Text:
· · · · ·
Gauquelin’s hypothesis has been tested several times. The first such test was undertaken by the Belgian Para Committee (Comité Para) in 1967. They let astrologer Luc de Marré collect birth data (dates, places, times) of 62 Belgian soccer players, and Gauquelin collected data of 473 French champions, many of whom were already known to Gauquelin and even published by him in 1955. In 1976 the final result was announced. Out of the 535 champions, 119 (22.24 percent) were born in a key sector. The Para Committee, however, was not convinced. They considered the result to be merely a rejection of Gauquelin’s method for computing the base rate, which they thought invalid.

To get the exact base rate for the population at large is not so simple. One might naively think that two sectors out of twelve make for a 16.67 percent base rate, but there are various small effects that raise this number somewhat. In the columns of Leonardo and The Humanist, a lively discussion on astrology in general and this subject in particular had been going on since 1973. In 1976, after the publication of the Para Committee test results, statistician Marvin Zelen proposed in The Humanist a test to settle this matter (Zelen 1976). The test involved collecting data about a huge number of ‘ordinary people’. The Gauquelins (Michel and his wife Françoise) agreed to perform the proposed test under controlled conditions.
· · · · ·
Required actions:
[1] According to the text on tests of Gauquelin's hypothesis, how many of the 535 champions were born in a key sector?
[2] Rewrite the part of the text on tests of Gauquelin's hypothesis that opens with the words containing "To get the exact" and closes with "under controlled conditions.", using "very large" in place of "huge".
[3] Pick up the text on tests of Gauquelin's hypothesis after its last sentence and write the next part.
· · · · ·
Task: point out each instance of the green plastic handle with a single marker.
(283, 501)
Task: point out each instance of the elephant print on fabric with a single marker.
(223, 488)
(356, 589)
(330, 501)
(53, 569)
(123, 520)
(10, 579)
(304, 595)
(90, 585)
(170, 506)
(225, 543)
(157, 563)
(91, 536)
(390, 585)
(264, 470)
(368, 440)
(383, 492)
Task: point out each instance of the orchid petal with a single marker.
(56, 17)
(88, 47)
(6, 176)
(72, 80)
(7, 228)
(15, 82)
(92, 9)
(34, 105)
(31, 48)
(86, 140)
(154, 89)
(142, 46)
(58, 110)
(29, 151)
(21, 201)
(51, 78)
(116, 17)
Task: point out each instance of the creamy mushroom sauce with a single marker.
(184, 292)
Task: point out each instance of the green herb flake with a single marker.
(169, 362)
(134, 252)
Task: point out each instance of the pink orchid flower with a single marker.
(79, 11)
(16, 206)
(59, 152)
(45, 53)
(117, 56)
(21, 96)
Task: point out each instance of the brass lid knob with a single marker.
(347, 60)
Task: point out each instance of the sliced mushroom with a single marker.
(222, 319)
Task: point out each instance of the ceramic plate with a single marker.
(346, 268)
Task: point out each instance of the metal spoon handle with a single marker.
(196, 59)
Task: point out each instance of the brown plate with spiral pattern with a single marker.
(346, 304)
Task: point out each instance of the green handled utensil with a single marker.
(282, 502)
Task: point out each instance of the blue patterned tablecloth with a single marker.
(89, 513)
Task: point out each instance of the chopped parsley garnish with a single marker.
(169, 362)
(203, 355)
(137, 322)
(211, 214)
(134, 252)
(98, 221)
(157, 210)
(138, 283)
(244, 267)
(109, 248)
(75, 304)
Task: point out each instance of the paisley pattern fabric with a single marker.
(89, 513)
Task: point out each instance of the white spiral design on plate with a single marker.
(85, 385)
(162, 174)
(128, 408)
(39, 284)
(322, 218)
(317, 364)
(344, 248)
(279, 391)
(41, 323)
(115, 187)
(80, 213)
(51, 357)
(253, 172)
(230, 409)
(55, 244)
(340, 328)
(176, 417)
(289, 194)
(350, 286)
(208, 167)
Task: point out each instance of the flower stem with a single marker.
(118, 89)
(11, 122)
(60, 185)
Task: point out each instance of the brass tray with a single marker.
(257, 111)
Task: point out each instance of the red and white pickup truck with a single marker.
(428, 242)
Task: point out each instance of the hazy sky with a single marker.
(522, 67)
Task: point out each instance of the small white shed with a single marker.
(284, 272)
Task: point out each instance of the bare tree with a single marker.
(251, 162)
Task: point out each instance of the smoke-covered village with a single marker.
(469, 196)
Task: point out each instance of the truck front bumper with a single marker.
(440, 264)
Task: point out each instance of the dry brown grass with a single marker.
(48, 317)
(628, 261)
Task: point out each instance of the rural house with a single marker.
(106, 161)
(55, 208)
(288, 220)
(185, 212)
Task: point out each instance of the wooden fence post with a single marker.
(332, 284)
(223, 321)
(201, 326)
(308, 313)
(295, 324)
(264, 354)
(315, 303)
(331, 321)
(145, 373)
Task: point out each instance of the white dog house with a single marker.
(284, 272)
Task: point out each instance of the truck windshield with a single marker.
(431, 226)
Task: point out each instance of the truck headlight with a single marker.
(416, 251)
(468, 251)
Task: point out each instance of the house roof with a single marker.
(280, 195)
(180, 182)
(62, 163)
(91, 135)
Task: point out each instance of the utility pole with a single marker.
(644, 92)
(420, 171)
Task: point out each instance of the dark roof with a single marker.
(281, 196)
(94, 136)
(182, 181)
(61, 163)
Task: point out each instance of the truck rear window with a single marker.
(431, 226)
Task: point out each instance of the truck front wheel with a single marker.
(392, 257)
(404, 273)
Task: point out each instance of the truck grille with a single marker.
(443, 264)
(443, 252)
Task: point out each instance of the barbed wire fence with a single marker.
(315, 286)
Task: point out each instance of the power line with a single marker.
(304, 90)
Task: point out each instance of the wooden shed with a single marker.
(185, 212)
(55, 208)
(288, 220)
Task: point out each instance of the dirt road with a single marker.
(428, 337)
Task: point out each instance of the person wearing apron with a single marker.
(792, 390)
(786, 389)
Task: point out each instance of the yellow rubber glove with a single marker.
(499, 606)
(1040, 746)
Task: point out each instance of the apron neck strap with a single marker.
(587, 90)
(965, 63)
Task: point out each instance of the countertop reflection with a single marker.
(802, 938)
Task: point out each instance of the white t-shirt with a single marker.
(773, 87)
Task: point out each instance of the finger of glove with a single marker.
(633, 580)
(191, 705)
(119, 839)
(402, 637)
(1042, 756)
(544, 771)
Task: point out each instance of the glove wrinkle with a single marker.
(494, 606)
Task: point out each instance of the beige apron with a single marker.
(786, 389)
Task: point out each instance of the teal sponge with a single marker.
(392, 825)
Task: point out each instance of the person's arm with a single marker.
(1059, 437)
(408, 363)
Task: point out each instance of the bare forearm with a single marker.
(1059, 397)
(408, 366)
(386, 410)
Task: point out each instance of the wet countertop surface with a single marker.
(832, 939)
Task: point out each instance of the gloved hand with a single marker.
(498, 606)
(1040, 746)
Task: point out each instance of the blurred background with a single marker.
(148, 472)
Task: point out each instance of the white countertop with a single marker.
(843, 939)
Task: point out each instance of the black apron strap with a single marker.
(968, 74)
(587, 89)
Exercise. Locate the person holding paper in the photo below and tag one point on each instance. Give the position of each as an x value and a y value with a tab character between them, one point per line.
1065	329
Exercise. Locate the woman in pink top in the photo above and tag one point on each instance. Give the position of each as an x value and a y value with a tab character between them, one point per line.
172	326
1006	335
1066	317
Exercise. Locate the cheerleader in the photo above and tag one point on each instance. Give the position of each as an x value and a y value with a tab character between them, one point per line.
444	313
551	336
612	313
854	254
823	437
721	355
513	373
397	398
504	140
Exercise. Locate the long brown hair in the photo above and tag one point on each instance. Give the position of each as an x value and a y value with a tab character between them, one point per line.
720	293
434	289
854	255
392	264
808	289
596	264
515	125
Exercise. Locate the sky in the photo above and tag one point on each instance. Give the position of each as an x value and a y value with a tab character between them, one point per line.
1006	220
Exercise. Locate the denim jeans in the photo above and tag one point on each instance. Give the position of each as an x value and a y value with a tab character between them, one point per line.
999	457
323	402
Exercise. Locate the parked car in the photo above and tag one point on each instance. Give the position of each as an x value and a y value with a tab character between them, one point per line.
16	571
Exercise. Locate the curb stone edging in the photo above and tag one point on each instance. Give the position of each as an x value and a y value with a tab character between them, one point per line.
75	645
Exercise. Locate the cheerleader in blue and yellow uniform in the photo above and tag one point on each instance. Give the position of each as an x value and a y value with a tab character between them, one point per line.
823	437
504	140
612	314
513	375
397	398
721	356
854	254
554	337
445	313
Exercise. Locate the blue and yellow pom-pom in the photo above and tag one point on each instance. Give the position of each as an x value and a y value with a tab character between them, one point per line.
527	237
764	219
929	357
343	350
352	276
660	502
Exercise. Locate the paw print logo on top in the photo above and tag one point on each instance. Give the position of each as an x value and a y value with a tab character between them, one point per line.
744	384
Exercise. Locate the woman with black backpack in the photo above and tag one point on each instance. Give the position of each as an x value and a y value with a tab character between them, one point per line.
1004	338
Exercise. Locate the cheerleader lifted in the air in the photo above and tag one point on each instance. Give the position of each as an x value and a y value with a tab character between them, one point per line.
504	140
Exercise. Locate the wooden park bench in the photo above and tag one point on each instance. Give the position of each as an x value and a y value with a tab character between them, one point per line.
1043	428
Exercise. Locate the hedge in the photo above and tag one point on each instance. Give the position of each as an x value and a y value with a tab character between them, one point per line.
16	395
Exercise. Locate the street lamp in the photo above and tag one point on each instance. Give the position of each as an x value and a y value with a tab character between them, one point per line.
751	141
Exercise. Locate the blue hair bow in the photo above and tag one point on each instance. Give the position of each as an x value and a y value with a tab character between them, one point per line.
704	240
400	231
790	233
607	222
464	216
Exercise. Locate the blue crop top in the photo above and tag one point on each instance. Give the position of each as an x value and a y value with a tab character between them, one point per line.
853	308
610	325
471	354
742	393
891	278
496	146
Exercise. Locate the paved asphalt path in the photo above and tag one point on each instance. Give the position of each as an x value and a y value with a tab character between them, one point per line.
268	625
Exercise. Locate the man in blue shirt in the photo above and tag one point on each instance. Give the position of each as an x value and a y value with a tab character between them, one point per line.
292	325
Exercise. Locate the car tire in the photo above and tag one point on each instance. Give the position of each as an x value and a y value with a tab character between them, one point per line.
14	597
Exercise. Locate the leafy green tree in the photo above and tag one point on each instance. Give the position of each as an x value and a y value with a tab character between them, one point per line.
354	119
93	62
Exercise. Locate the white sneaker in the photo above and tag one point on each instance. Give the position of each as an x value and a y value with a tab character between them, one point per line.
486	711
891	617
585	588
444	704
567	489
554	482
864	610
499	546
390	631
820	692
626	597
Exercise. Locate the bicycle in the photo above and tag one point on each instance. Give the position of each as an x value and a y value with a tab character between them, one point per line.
· · · · ·
Final results:
[1] 119 champions, or 22.24 percent.

[2]
To get the exact base rate for the population at large is not so simple. One might naively think that two sectors out of twelve make for a 16.67 percent base rate, but there are various small effects that raise this number somewhat. In the columns of Leonardo and The Humanist, a lively discussion on astrology in general and this subject in particular had been going on since 1973. In 1976, after the publication of the Para Committee test results, statistician Marvin Zelen proposed in The Humanist a test to settle this matter (Zelen 1976). The test involved collecting data about a very large number of ‘ordinary people’. The Gauquelins (Michel and his wife Françoise) agreed to perform the proposed test under controlled conditions.

[3]
The results of the ‘Zelen test’, as it is known, were published by the Gauquelins in The Humanist in late 1977 (Gauquelin and Gauquelin 1977). They showed that the base rate for the general population was close to 17 percent after all. This meant that the effect was either genuine or due to data-handling errors. In their adjoining commentary on the Zelen test results, Zelen, Paul Kurtz, and George Abell pointed out possible compromises to the representativeness of the sports champion sample used by the Gauquelins as a result of their deviating from the test protocol (Zelen et al. 1977) (note B). Hence a completely new test with entirely fresh data was called for. This new test was the famous U.S. test of the Mars Effect for American sports champions, the results of which were published in the SKEPTICAL INQUIRER (Kurtz et al. 1979-80). The bottom line was that out of 408 champions only 55 (13.48 percent) were born in a Mars key sector.

This test generated a lot of discussions, and discussions about discussions almost ad infinitum and certainly ad nauseam. In the process Zelen et al.’s mildly critical comment on the results of the Zelen test was transmogrified into an urban legend about a major coverup by dastardly CSICOP. (Zelen was a fellow of the newly founded Committee for the Scientific Investigation of Claims of the Paranormal, along with Kurtz and Abell.) A story by Michel Rouzé on the U.S. test in the French science magazine Science & Vie in March 1981 drew a response from Michel Gauquelin, which finally led in 1982 to the publication of a research protocol yet another test to be performed, this time by the French skeptical committee CFEPP (Comité Français pour l’Etude des Phénomènes Paranormaux).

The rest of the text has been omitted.